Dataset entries
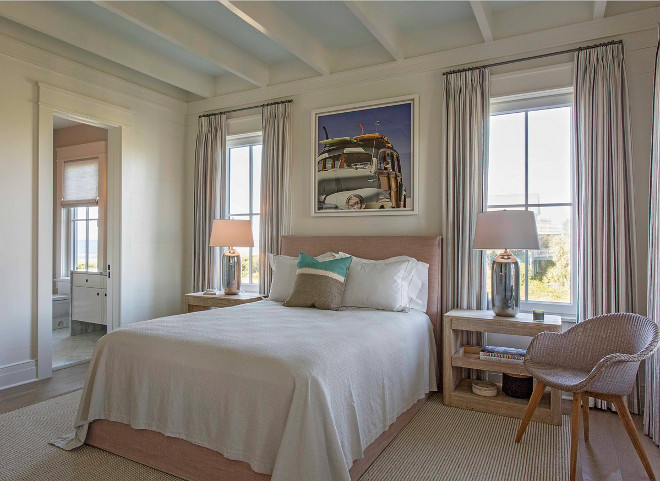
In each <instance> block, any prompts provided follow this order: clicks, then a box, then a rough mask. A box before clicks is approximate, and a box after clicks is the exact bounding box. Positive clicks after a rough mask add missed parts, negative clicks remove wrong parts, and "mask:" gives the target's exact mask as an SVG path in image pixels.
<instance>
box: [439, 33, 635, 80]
mask: <svg viewBox="0 0 660 481" xmlns="http://www.w3.org/2000/svg"><path fill="white" fill-rule="evenodd" d="M617 44H623V40H611V41H609V42H604V43H598V44H596V45H588V46H586V47H575V48H569V49H568V50H560V51H559V52H551V53H543V54H540V55H533V56H531V57H524V58H517V59H513V60H504V61H502V62H495V63H489V64H486V65H477V66H475V67H467V68H459V69H456V70H450V71H448V72H444V73H443V74H442V75H451V74H455V73H461V72H469V71H471V70H478V69H480V68H490V67H499V66H500V65H508V64H510V63H518V62H526V61H528V60H536V59H539V58H546V57H554V56H555V55H563V54H565V53H573V52H579V51H581V50H589V49H591V48H597V47H605V46H607V45H617Z"/></svg>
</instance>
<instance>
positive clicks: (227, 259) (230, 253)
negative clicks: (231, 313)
mask: <svg viewBox="0 0 660 481" xmlns="http://www.w3.org/2000/svg"><path fill="white" fill-rule="evenodd" d="M222 287H223V288H224V291H225V294H229V295H236V294H238V293H239V292H241V255H240V254H239V253H238V251H237V250H236V249H229V250H228V251H227V252H225V253H224V254H223V255H222Z"/></svg>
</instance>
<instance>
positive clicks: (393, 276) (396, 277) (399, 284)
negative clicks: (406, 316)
mask: <svg viewBox="0 0 660 481" xmlns="http://www.w3.org/2000/svg"><path fill="white" fill-rule="evenodd" d="M410 268H411V262H410V261H409V260H389V259H387V260H385V261H370V260H366V259H360V258H357V257H353V261H352V262H351V266H350V267H349V268H348V274H347V275H346V286H345V288H344V294H343V295H342V298H341V304H342V306H344V307H368V308H371V309H383V310H386V311H406V310H408V304H409V302H408V284H409V283H410V281H409V278H410V274H409V271H410Z"/></svg>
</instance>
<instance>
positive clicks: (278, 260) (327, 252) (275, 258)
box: [268, 252, 336, 302]
mask: <svg viewBox="0 0 660 481" xmlns="http://www.w3.org/2000/svg"><path fill="white" fill-rule="evenodd" d="M335 255H336V254H333V253H332V252H326V253H325V254H321V255H320V256H318V257H316V260H319V261H328V260H331V259H334V258H335ZM268 262H269V263H270V267H271V268H272V269H273V280H272V281H271V283H270V293H269V294H268V299H269V300H271V301H277V302H284V301H286V300H287V299H288V298H289V296H290V295H291V293H292V292H293V284H294V283H295V282H296V271H297V270H298V269H297V264H298V258H297V257H289V256H282V255H273V254H268Z"/></svg>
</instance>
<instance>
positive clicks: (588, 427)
mask: <svg viewBox="0 0 660 481" xmlns="http://www.w3.org/2000/svg"><path fill="white" fill-rule="evenodd" d="M582 424H583V427H584V440H585V441H587V442H588V441H589V396H588V395H586V394H582Z"/></svg>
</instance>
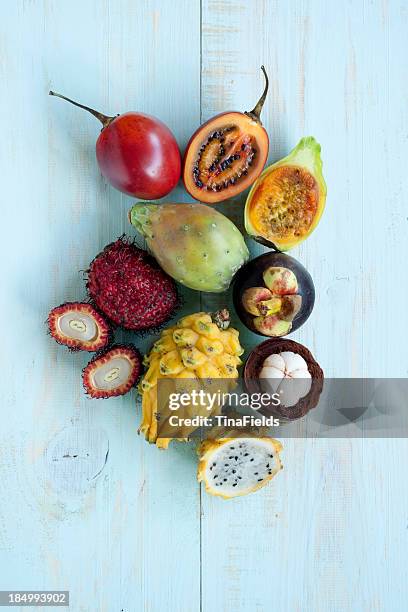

**Task objective:** Output every entry above exactly as written, but omit the pictures.

**Exercise result:**
In each <instance> block, any prompts provided follow this order: clicks, then a box, then a rough mask. A box before clicks is approximate, and a box after clicks is the exact bounding box. Positive clicks after a rough mask add missed parts, negative clicks remove wrong parts, and "mask:" gives the target's exact mask as an SVG path in image pixels.
<instance>
box: [439, 33, 635, 80]
mask: <svg viewBox="0 0 660 481" xmlns="http://www.w3.org/2000/svg"><path fill="white" fill-rule="evenodd" d="M617 44H623V40H611V41H609V42H604V43H598V44H596V45H588V46H586V47H575V48H569V49H568V50H560V51H559V52H551V53H543V54H540V55H533V56H531V57H524V58H517V59H513V60H504V61H502V62H495V63H489V64H486V65H477V66H475V67H467V68H459V69H456V70H450V71H448V72H444V73H443V74H442V75H451V74H455V73H461V72H469V71H471V70H478V69H480V68H490V67H499V66H500V65H508V64H510V63H518V62H526V61H528V60H536V59H539V58H546V57H554V56H555V55H563V54H565V53H573V52H579V51H581V50H589V49H591V48H597V47H605V46H607V45H617Z"/></svg>
</instance>
<instance>
positive clicks: (227, 259) (230, 253)
negative clicks: (231, 313)
mask: <svg viewBox="0 0 660 481" xmlns="http://www.w3.org/2000/svg"><path fill="white" fill-rule="evenodd" d="M222 287H223V288H224V291H225V294H229V295H236V294H238V293H239V292H241V255H240V254H239V253H238V251H237V250H236V249H229V250H228V251H227V252H225V253H224V254H223V255H222Z"/></svg>
</instance>
<instance>
positive clicks: (393, 276) (396, 277) (399, 284)
negative clicks: (406, 316)
mask: <svg viewBox="0 0 660 481" xmlns="http://www.w3.org/2000/svg"><path fill="white" fill-rule="evenodd" d="M410 268H411V262H410V261H409V260H389V259H387V260H385V261H370V260H366V259H360V258H357V257H353V261H352V262H351V266H350V267H349V268H348V274H347V275H346V286H345V288H344V294H343V295H342V298H341V304H342V306H344V307H368V308H371V309H383V310H386V311H406V310H408V304H409V302H408V284H409V283H410V281H409V278H410V274H409V271H410Z"/></svg>
</instance>
<instance>
positive clicks: (278, 260) (327, 252) (275, 258)
box: [268, 252, 336, 302]
mask: <svg viewBox="0 0 660 481" xmlns="http://www.w3.org/2000/svg"><path fill="white" fill-rule="evenodd" d="M335 255H336V254H333V253H332V252H326V253H325V254H321V255H320V256H318V257H316V260H319V261H328V260H331V259H334V258H335ZM268 262H269V263H270V267H271V268H272V269H273V280H272V281H271V283H270V293H269V294H268V299H269V300H271V301H277V302H284V301H286V300H287V299H288V298H289V296H290V295H291V293H292V292H293V284H294V283H295V282H296V271H297V270H298V269H297V264H298V258H297V257H289V256H282V255H273V254H268Z"/></svg>
</instance>
<instance>
positive clicks: (588, 427)
mask: <svg viewBox="0 0 660 481" xmlns="http://www.w3.org/2000/svg"><path fill="white" fill-rule="evenodd" d="M582 424H583V427H584V440H585V441H587V442H588V441H589V396H588V395H586V394H582Z"/></svg>
</instance>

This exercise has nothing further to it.